━━━ Texto de estudio ━━━
En primera fila, del lado izquierdo, cuatro hombres de pie, hombro con hombro, tus tres hermanos, Marc, Johnny y Pierre, y yo junto al pasillo central.
Al otro lado del pasillo, tu madre y una dama a quien yo no conocía.
Detrás de tus hermanos y de mí, Mylène, Boule y Teresa, y, tras ellas, dos o tres amigos tuyos, que me habías pedido invitara a la ceremonia.
Veinte minutos de inmovilidad y de música. A una señal del maestro de ceremonias, salí el primero, después de haber quedado con tus hermanos para encontrarnos el día siguiente. Me reuní con Teresa, fuera, y ella me llevó a casa. Yo estaba aturdido, como si, de repente, me hubiera convertido en un anciano.
Sabíamos, sentados los dos junto a la chimenea, que en aquel mismo momento, en el crematorio, estaba siendo incinerado tu cuerpo. Yo me había asegurado, en conformidad con tu pertinaz petición, de que llevaras el anillo de oro que habías insistido en que te comprara cuando sólo tenías ocho años y que varias veces habías tenido que ensanchar.
━━━
Tareas:
A. Responde con los datos del texto de la ceremonia:
(i) ¿Cómo se llaman los tres hermanos que están en la primera fila?
(ii) ¿Cuánto duraron la inmovilidad y la música?
(iii) ¿Qué edad tenía la persona cuando pidió que le compraran el anillo de oro?
B. Reproduce del texto de la ceremonia todo lo que va desde "En primera fila, del" hasta "al pasillo central.".
Las entradas son material aparte, sin relación con el texto de la ceremonia.
━━━ Entradas extraídas ━━━
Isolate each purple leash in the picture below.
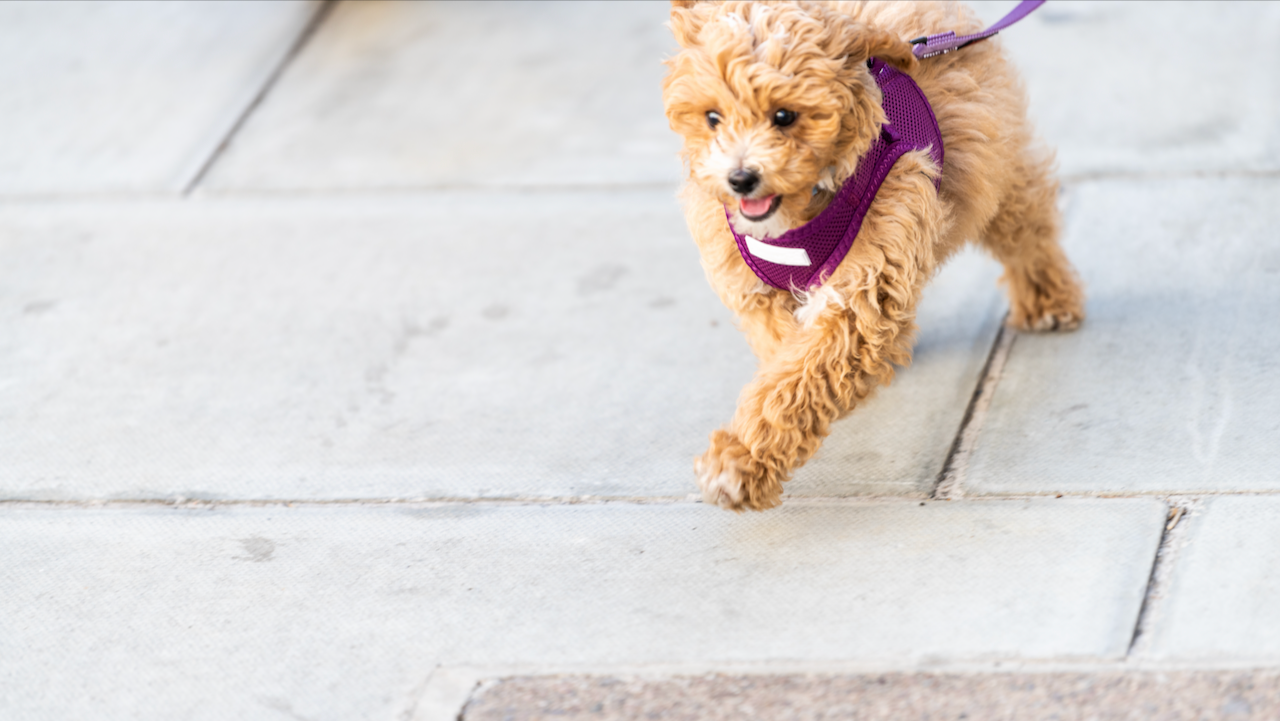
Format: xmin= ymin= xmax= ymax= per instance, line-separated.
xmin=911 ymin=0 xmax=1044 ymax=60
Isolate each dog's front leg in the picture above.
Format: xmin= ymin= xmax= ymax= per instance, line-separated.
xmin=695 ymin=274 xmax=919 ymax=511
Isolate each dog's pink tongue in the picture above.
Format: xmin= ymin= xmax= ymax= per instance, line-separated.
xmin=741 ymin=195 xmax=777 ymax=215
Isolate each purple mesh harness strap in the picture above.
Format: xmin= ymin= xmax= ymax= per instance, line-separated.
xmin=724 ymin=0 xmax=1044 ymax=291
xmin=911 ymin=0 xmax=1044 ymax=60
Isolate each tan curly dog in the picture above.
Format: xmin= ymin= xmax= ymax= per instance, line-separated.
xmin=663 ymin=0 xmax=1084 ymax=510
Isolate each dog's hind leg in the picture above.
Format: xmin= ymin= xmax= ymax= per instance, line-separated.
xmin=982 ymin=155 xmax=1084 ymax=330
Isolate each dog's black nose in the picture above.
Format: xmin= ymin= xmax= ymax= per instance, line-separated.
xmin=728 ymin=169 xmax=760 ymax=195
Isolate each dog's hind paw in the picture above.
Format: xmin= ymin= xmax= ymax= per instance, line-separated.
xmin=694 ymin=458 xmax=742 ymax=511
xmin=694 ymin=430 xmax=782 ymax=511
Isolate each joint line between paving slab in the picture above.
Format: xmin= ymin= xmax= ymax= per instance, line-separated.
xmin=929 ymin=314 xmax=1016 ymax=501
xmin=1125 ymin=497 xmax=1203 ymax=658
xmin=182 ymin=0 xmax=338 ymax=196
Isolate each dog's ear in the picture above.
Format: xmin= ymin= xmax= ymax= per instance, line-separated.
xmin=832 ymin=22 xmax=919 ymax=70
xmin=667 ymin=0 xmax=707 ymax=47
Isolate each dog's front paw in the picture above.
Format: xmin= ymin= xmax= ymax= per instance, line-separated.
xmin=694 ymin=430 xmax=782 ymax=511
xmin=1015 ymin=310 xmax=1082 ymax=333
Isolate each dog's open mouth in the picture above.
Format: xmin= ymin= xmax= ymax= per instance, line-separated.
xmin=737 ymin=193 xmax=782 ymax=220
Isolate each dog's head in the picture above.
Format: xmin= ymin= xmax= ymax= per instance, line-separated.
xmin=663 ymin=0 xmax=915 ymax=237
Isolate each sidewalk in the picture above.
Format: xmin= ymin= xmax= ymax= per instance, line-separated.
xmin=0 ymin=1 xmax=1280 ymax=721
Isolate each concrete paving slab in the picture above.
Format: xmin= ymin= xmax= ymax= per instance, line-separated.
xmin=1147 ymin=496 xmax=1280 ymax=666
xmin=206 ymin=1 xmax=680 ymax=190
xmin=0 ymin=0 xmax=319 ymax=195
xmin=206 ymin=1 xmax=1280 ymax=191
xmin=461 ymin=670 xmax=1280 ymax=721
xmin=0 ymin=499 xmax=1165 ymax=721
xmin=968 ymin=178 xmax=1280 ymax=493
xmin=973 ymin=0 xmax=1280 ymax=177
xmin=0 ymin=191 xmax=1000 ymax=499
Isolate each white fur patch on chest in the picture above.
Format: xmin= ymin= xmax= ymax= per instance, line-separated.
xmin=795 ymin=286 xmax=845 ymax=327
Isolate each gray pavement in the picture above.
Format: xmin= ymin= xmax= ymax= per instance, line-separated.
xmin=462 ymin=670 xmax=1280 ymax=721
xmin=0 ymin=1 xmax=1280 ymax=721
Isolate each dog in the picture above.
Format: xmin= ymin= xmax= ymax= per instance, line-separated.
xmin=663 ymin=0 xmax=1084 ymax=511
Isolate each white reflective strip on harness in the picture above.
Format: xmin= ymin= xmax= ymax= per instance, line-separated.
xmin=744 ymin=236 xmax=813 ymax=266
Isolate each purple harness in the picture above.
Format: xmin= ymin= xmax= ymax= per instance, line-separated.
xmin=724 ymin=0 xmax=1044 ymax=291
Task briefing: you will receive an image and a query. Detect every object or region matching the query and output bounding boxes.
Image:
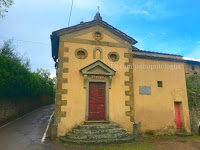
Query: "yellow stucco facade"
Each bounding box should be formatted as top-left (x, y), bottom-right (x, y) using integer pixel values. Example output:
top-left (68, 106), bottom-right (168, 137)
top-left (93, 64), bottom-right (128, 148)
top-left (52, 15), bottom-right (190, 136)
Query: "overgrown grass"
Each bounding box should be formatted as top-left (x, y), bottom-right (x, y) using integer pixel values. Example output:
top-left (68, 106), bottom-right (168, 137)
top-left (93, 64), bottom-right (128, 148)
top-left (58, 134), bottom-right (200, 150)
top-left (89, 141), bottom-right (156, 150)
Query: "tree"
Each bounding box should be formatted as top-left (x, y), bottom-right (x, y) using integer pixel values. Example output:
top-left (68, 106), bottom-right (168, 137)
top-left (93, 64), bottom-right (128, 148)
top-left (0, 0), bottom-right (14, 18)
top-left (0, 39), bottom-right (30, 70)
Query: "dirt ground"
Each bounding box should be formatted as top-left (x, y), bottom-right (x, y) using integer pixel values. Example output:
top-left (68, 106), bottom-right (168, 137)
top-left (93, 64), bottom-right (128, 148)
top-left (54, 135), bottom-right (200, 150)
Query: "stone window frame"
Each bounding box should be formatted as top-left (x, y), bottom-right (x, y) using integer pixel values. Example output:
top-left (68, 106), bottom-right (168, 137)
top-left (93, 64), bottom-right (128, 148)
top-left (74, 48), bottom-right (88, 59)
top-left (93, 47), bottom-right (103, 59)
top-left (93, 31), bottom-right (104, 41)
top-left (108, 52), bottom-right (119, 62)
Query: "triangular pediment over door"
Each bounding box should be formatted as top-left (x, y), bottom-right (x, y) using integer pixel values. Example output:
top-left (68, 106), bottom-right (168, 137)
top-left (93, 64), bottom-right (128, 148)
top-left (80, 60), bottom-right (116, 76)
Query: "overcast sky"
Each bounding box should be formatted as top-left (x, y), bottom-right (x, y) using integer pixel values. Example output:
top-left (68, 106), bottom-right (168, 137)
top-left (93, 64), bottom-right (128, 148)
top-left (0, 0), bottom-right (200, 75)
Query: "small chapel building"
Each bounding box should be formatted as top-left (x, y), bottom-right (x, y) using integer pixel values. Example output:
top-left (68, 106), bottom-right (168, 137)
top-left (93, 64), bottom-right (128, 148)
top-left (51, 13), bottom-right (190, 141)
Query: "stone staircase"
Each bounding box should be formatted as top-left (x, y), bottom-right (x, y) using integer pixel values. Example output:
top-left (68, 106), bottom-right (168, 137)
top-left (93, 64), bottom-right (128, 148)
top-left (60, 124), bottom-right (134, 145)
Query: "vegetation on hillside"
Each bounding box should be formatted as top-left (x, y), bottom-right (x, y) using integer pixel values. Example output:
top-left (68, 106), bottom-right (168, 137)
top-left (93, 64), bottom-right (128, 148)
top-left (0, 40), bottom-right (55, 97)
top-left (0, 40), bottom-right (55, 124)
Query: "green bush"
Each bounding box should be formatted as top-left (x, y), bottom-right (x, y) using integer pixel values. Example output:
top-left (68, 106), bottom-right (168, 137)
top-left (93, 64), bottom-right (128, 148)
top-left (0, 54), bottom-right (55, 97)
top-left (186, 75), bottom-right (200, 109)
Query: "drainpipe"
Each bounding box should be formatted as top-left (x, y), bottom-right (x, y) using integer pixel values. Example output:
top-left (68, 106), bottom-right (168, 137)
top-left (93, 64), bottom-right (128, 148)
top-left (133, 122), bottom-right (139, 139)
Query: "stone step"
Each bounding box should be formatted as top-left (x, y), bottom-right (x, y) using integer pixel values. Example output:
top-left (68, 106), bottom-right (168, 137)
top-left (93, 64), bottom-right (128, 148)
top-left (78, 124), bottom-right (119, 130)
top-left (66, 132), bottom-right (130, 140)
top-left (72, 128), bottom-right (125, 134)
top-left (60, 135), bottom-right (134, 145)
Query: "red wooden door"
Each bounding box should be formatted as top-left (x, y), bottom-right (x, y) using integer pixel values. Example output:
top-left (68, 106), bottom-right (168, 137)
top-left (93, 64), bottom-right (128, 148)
━━━
Respuestas:
A.
(i) Marc, Johnny y Pierre.
(ii) Veinte minutos.
(iii) Ocho años.

B.
En primera fila, del lado izquierdo, cuatro hombres de pie, hombro con hombro, tus tres hermanos, Marc, Johnny y Pierre, y yo junto al pasillo central.